EXCERPT →
Route-allocated lines allow estimation of route distance and therefore circuity (\(Q\)) (route distance divided by Euclidean distance) (Levinson and El-Geneidy 2009):
\[Q = \frac{d_{Rf}}{d_E},\]
where (\(d_E\)) and (\(d_{Rf}\)) represent Euclidean and fastest route distance respectively.
These variables can help model the rate of flow between origins and
destination, as illustrated in the left-hand panel of Figure 7. The code below demonstrates how objects
generated by stplanr can be used to undertake such analysis,
with the line_length function used to find the distance, in
meters, of lat/lon data.
l$d_euclidean <- line_length(l)
l$d_rf <- routes_fast@data$length
plot(l$d_euclidean, l$d_rf,
xlab = "Euclidean distance", ylab = "Route distance")
abline(a = 0, b = 1)
abline(a = 0, b = 1.2, col = "green")
abline(a = 0, b = 1.5, col = "red")
The left hand panel of Figure 7 shows the expected strong correlation between Euclidean (\(d_E\)) and fastest route (\(d_{Rf}\)) distance. However, some OD pairs have a proportionally higher route distance than others, as illustrated by distance from the black line in the plot.

RECORD EXTRACTS →
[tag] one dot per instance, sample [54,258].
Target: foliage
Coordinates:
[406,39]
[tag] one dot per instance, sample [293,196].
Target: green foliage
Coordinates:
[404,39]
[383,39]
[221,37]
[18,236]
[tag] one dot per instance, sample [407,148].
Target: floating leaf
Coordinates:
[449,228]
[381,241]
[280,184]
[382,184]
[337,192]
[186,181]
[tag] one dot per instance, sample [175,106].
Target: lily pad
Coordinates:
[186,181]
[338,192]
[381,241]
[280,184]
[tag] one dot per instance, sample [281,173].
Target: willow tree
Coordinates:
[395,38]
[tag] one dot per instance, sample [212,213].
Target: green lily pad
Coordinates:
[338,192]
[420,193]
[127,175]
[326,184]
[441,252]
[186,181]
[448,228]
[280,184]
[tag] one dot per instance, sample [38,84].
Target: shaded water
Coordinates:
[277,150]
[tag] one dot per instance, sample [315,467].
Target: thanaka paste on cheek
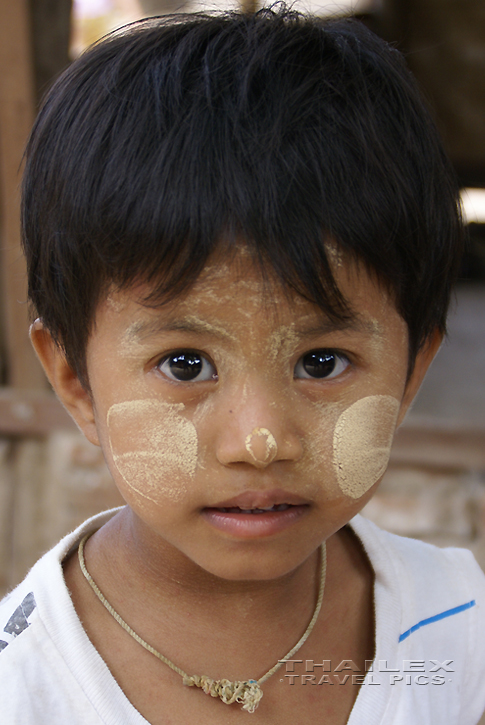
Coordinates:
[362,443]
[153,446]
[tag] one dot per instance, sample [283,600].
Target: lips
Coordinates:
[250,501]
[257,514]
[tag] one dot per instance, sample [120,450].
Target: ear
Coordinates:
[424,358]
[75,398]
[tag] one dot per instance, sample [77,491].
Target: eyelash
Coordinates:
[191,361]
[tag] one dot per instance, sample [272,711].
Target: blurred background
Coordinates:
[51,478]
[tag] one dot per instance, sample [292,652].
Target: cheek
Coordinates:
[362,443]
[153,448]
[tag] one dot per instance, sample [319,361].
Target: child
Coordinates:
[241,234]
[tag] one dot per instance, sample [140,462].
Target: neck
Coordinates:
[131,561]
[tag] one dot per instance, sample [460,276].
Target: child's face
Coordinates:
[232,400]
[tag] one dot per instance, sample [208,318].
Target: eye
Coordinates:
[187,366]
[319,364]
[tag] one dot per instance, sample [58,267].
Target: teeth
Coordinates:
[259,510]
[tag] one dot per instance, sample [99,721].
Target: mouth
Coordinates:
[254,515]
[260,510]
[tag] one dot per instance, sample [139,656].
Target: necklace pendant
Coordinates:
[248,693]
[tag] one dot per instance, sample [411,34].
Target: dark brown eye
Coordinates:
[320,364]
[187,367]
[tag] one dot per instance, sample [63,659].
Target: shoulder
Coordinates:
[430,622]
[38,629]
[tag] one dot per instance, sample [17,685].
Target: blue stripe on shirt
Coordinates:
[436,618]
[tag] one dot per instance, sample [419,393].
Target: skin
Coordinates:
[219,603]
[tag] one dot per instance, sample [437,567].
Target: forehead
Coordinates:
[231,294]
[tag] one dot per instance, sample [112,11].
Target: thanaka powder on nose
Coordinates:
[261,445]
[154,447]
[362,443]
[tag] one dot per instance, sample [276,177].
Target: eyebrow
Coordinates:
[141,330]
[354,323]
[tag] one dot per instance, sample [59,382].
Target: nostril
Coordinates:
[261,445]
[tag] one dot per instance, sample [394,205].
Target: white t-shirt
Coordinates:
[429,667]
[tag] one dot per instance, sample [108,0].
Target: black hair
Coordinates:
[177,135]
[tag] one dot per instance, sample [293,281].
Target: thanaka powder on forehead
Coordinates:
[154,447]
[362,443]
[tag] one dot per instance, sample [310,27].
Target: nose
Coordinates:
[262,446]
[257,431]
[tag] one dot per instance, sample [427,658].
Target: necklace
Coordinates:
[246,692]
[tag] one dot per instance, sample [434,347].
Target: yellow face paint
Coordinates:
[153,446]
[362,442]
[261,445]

...

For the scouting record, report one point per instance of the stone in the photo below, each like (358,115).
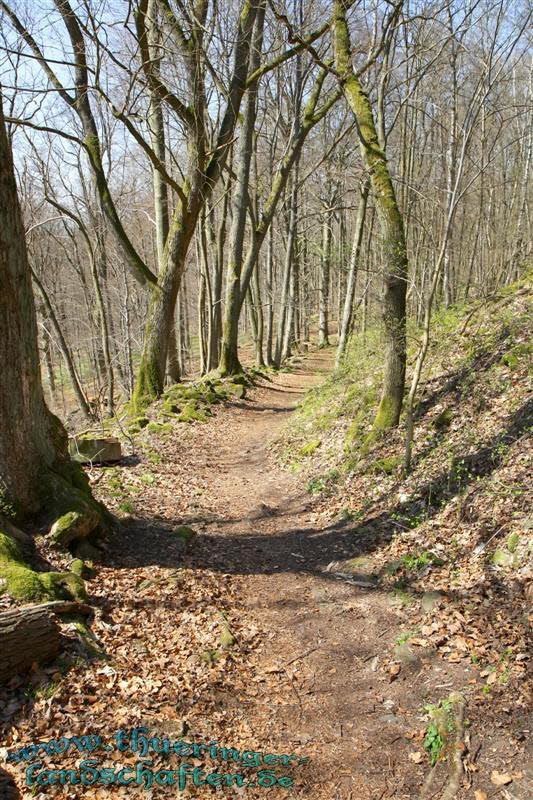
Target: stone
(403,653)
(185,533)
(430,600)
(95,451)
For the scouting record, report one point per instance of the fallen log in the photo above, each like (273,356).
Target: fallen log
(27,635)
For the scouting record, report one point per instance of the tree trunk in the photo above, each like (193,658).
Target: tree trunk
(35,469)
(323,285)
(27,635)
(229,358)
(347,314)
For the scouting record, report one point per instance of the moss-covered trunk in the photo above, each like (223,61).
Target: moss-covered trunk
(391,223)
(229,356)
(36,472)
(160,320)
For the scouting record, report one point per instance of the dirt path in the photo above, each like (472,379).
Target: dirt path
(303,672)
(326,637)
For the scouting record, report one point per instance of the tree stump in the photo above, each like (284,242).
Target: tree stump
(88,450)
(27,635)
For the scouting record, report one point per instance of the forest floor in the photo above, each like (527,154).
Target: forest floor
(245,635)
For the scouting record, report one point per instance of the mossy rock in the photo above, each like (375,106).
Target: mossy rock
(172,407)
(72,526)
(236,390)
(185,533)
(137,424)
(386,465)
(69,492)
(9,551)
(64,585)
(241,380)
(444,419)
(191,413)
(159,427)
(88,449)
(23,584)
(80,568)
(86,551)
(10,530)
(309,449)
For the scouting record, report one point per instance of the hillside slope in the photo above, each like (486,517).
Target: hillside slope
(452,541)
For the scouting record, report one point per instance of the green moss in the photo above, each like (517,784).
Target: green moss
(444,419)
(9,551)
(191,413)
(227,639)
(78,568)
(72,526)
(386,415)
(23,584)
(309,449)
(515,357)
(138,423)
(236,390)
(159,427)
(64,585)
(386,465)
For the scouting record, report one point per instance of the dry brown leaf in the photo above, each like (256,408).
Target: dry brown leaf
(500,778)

TO DO → Reproduce the excerpt on route circuity above word for word, including its formulas and R code.

TASK RESPONSE →
Route-allocated lines allow estimation of route distance and therefore circuity (\(Q\)) (route distance divided by Euclidean distance) (Levinson and El-Geneidy 2009):
\[Q = \frac{d_{Rf}}{d_E},\]
where (\(d_E\)) and (\(d_{Rf}\)) represent Euclidean and fastest route distance respectively.
These variables can help model the rate of flow between origins and
destination, as illustrated in the left-hand panel of Figure 7. The code below demonstrates how objects
generated by stplanr can be used to undertake such analysis,
with the line_length function used to find the distance, in
meters, of lat/lon data.
l$d_euclidean <- line_length(l)
l$d_rf <- routes_fast@data$length
plot(l$d_euclidean, l$d_rf,
xlab = "Euclidean distance", ylab = "Route distance")
abline(a = 0, b = 1)
abline(a = 0, b = 1.2, col = "green")
abline(a = 0, b = 1.5, col = "red")
The left hand panel of Figure 7 shows the expected strong correlation between Euclidean (\(d_E\)) and fastest route (\(d_{Rf}\)) distance. However, some OD pairs have a proportionally higher route distance than others, as illustrated by distance from the black line in the plot.